• [AIM OF THE EXERCISE]
Turn the lines of data below into a numbered list, omitting any blank lines.

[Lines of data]
━━━━━━━━━━
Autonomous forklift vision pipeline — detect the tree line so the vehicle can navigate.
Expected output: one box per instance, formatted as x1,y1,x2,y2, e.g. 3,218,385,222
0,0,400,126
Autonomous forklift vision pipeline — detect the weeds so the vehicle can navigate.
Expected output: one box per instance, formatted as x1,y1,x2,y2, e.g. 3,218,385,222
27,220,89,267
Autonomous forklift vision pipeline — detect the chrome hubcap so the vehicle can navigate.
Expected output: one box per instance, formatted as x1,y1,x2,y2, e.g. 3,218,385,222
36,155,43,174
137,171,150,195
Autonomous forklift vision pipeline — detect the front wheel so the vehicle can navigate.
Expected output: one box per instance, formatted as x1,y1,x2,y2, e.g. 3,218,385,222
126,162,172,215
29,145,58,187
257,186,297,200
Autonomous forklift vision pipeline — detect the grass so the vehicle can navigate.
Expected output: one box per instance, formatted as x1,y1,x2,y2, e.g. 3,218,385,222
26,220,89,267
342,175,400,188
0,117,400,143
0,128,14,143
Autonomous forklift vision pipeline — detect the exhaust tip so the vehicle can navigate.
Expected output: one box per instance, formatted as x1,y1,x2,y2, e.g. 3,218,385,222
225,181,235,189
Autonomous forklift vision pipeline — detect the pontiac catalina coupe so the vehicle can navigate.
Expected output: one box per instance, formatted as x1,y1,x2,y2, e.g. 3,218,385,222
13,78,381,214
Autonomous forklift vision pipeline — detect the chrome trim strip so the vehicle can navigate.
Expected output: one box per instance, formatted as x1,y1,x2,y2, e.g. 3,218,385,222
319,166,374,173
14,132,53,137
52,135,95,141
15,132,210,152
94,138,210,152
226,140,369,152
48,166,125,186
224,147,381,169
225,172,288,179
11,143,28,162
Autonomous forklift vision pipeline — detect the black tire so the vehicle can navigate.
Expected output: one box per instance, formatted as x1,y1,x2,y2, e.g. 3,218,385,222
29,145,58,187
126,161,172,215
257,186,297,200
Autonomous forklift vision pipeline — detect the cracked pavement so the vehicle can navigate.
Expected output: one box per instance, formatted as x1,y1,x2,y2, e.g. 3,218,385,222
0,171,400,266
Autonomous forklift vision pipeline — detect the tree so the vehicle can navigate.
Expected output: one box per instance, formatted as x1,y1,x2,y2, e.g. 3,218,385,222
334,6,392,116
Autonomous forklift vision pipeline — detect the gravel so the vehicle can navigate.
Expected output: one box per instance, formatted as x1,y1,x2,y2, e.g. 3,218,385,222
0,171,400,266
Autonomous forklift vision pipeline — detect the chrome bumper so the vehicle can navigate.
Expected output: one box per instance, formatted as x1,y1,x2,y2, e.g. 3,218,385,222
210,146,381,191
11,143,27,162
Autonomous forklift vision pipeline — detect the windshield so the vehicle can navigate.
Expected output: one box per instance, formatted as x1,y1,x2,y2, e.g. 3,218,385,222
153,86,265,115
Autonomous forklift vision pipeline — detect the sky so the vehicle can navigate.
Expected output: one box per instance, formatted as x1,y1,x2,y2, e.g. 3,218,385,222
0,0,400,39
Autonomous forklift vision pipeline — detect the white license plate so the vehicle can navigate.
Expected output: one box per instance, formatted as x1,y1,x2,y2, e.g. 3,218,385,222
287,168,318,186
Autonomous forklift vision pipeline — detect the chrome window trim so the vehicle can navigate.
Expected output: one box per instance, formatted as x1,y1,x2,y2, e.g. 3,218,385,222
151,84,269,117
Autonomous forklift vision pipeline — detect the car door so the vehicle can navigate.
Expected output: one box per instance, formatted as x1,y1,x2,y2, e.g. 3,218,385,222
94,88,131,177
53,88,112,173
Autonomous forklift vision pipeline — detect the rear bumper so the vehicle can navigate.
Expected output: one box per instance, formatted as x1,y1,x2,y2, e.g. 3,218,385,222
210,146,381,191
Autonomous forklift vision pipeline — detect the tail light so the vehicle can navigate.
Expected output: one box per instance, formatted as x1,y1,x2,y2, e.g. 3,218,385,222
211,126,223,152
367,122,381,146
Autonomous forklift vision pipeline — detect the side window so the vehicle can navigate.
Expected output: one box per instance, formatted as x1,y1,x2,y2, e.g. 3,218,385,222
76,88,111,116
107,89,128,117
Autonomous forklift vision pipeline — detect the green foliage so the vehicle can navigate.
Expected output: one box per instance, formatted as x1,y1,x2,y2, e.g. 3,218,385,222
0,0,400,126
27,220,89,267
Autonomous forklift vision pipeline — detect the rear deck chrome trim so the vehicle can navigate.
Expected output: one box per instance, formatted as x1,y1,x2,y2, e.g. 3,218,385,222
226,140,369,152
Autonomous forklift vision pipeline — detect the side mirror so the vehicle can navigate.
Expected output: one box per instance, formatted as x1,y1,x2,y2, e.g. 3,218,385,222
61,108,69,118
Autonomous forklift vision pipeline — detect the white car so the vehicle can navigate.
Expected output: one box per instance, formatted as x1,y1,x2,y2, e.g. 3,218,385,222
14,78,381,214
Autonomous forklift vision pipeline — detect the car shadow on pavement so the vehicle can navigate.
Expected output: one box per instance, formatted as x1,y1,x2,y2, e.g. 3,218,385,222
━━━━━━━━━━
• [FINAL RESULT]
1. Autonomous forklift vision pipeline — detect the tree line so the vehicle can navigate.
2. Expected output: one box per instance, formatted as x1,y1,x2,y2, e.g. 3,218,385,222
3. 0,0,400,126
4. Autonomous forklift vision pipeline — detect the weeds so the vehicle can navigate.
5. Expected output: one box per instance, formatted as x1,y1,x2,y2, e.g. 3,218,385,222
6. 27,220,89,267
7. Autonomous forklift vision pipeline — detect the chrome hubcap so the vehicle can navigate.
8. Expected output: one box per instance, formatted as x1,y1,x2,y2, e.g. 3,218,385,222
9. 36,155,43,174
10. 137,171,150,195
11. Autonomous forklift vision pipeline — detect the front wheel so the vehicle can navigate.
12. Expected output: one box per instance, formatted as x1,y1,x2,y2, e.g. 3,218,385,222
13. 126,162,172,215
14. 29,145,58,187
15. 257,186,297,200
16. Autonomous forklift vision pipeline — detect the grass so the vehicle can navigate.
17. Expected output: one box per instance, formatted as x1,y1,x2,y2, e.g. 3,218,385,222
18. 26,220,89,267
19. 342,175,400,188
20. 0,117,400,143
21. 0,128,14,143
22. Autonomous forklift vision pipeline — detect the exhaust tip so the vehicle can navigate.
23. Expected output: one box per instance, formatted as x1,y1,x2,y2, e.g. 3,218,385,222
24. 225,181,235,189
25. Autonomous forklift vision pipeline — detect the pontiac catalina coupe so the vehicle can navigate.
26. Expected output: one box per instance, formatted as x1,y1,x2,y2, e.g. 3,218,385,222
27. 13,78,381,214
28. Autonomous forklift vision pipeline — detect the chrome trim strip so the vehicle can navigate.
29. Expected output: one box per instance, formatted as x1,y1,x2,y2, e.g. 3,218,385,222
30. 319,166,374,173
31. 14,132,53,137
32. 52,135,95,141
33. 15,132,210,152
34. 94,138,210,152
35. 226,140,369,152
36. 48,166,125,186
37. 224,147,381,169
38. 225,172,288,179
39. 11,143,28,162
40. Autonomous forklift vision pipeline — detect the black tire so the vehicle can navigate.
41. Expected output: one box per instance, formatted as x1,y1,x2,y2, e.g. 3,218,385,222
42. 29,145,58,187
43. 126,161,172,215
44. 257,186,297,200
45. Autonomous forklift vision pipeline — detect the cracked pavement so the vehicle can navigate.
46. Expected output: one box per instance, formatted as x1,y1,x2,y2, e.g. 3,218,385,222
47. 0,171,400,266
48. Autonomous forklift vision pipeline — detect the tree so the vehicle can navigate.
49. Expected output: one box per instance, formatted as x1,y1,x2,y2, e.g. 3,218,385,222
50. 334,6,392,116
51. Autonomous forklift vision pipeline — detect the gravel so the vehicle can navigate.
52. Expected output: one box per instance, formatted as x1,y1,x2,y2, e.g. 3,218,385,222
53. 0,171,400,266
54. Autonomous forklift vision pipeline — detect the chrome bumper so the vehicle can navigate.
55. Expected output: one box per instance, formatted as x1,y1,x2,y2, e.g. 3,218,385,222
56. 210,146,381,191
57. 11,143,27,162
58. Autonomous forklift vision pipeline — detect the windshield so the vehicle can navigate.
59. Expected output: one box per instance, formatted as x1,y1,x2,y2, e.g. 3,218,385,222
60. 153,86,265,115
61. Autonomous forklift vision pipeline — detect the sky so the vehicle can navigate.
62. Expected output: one box per instance, formatted as x1,y1,x2,y2, e.g. 3,218,385,222
63. 0,0,400,39
64. Autonomous forklift vision pipeline — detect the white license plate so the vehicle can navigate.
65. Expected output: one box per instance, formatted as x1,y1,x2,y2, e.g. 3,218,385,222
66. 287,168,318,186
67. Autonomous forklift vision pipeline — detect the chrome window trim so the vehicle can navigate.
68. Expected output: one box per instance, formatted as x1,y1,x2,y2, e.g. 3,218,385,222
69. 151,84,269,117
70. Autonomous forklift vision pipeline — detect the car door so the vehicle can navigate.
71. Expected output: one box per instance, formatted as x1,y1,x2,y2, e.g. 3,218,385,222
72. 94,88,131,177
73. 53,88,112,173
74. Autonomous forklift vision pipeline — detect the rear bumper so the vehicle can navigate.
75. Expected output: one box per instance, formatted as x1,y1,x2,y2, e.g. 3,218,385,222
76. 210,146,381,191
77. Autonomous forklift vision pipeline — detect the tail light so the vehicle can navigate.
78. Expected output: one box per instance, formatted as x1,y1,x2,y2, e.g. 3,218,385,222
79. 211,126,223,152
80. 367,122,381,146
81. Autonomous forklift vision pipeline — detect the side window so the vehicle can navigate.
82. Expected output: one box per instance, formatted as x1,y1,x2,y2, e.g. 3,218,385,222
83. 76,88,111,116
84. 107,89,128,117
85. Autonomous forklift vision pipeline — detect the green foliage so the vehicle can navigate.
86. Expected output: one box per instance, formatted as x1,y1,x2,y2, e.g. 3,218,385,222
87. 0,0,400,126
88. 27,220,89,267
89. Autonomous forklift vision pipeline — detect the rear deck chrome trim so the vehicle can navigate.
90. Expected output: one box per instance, formatted as x1,y1,x2,y2, e.g. 3,218,385,222
91. 226,140,369,152
92. Autonomous forklift vision pipeline — detect the side mirror so the vehicle can navigate.
93. Expected output: one box per instance, formatted as x1,y1,x2,y2, e.g. 3,218,385,222
94. 61,108,69,118
95. Autonomous forklift vision pipeline — detect the white car so the vehicle can navigate.
96. Expected output: one box per instance, formatted as x1,y1,x2,y2, e.g. 3,218,385,222
97. 14,78,381,214
98. Autonomous forklift vision pipeline — detect the car shadow on pavement so the vehicle can navigate.
99. Expected output: one box per instance, formatted as x1,y1,x2,y2, e.g. 3,218,385,222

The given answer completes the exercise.